• Challenges:
1. In the patent excerpt, what condition ends the training of the knowledge graph?
2. Rewrite the records with "man" changed to "person" and nothing else altered.

• Selection:
******

BRIEF DESCRIPTIONS OF DRAWINGS:

Specific embodiments of the disclosure will now be described, by way of example, with reference to the accompanying drawings of which:

Figure 1 is an overview of a system according to an embodiment of the disclosure;

Figure 2 is a flowchart summarizing a method according to an embodiment of the disclosure to determine relationships between data elements in a data store where the data is obtained from multiple information sources;

Figure 3 is a flowchart for initializing the training dataset;

Figure 4 is a flowchart for training the dataset; .

Figure 5 is a flowchart for calculating the strength of relationship between the pair of nodes; Figure 6 is a flowchart for adjusting the modifiable weights; and

Figure 7 is a flowchart for updating the system.

DESCRIPTION OF EMBODIMENT

Figure 1 shows the overview of the system (10). The system includes one or more connections to data sources, the one or more connections providing access to multiple data sources (110) comprising at least one database (130) in the memory of the system (10). The system (10) also includes a processor programmed to establish a knowledge graph (120), a server (140) that exposes the outputs of a knowledge graph tuning process (100), and an API (150) in communication with manufacturing environments (160) and third-party environments (170) or 3D printing devices (180). The system (10) carries out the knowledge graph tuning process (100) to determine relationships between data elements in a data store (130) where the data is obtained from multiple information sources (1 10). The knowledge graph (120) has graph elements built on top of existing databases (1 10) that connects data together. The knowledge graph elements are represented by entities as nodes and connections across entities as edges, wherein the edges connect a pair of nodes and capture the relationship of interest between them. The database (130) is used to store the knowledge graphs (120), models, training, and meta data as well as the weights to the knowledge graphs (120). The weights are associated with graph elements and some of the weights are modifiable parameters can transform the input data during training. In this disclosure, training is an iterative process, where the training in each iteration establishes a relationship strength value between each pair of nodes. Once the training has reached a matching criterion such as when the changes in weights become smaller than a predefined threshold, the outputs of the knowledge graph tuning process (100) are sent to a server (140).

******

• Data excerpts:
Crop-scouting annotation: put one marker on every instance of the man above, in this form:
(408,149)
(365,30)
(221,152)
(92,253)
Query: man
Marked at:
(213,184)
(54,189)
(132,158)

******

• Per-task outputs:
1. Training ends when it reaches a matching criterion, such as the changes in weights becoming smaller than a predefined threshold.

2.
Crop-scouting annotation: put one marker on every instance of the person above, in this form:
(408,149)
(365,30)
(221,152)
(92,253)
Query: person
Marked at:
(213,184)
(54,189)
(132,158)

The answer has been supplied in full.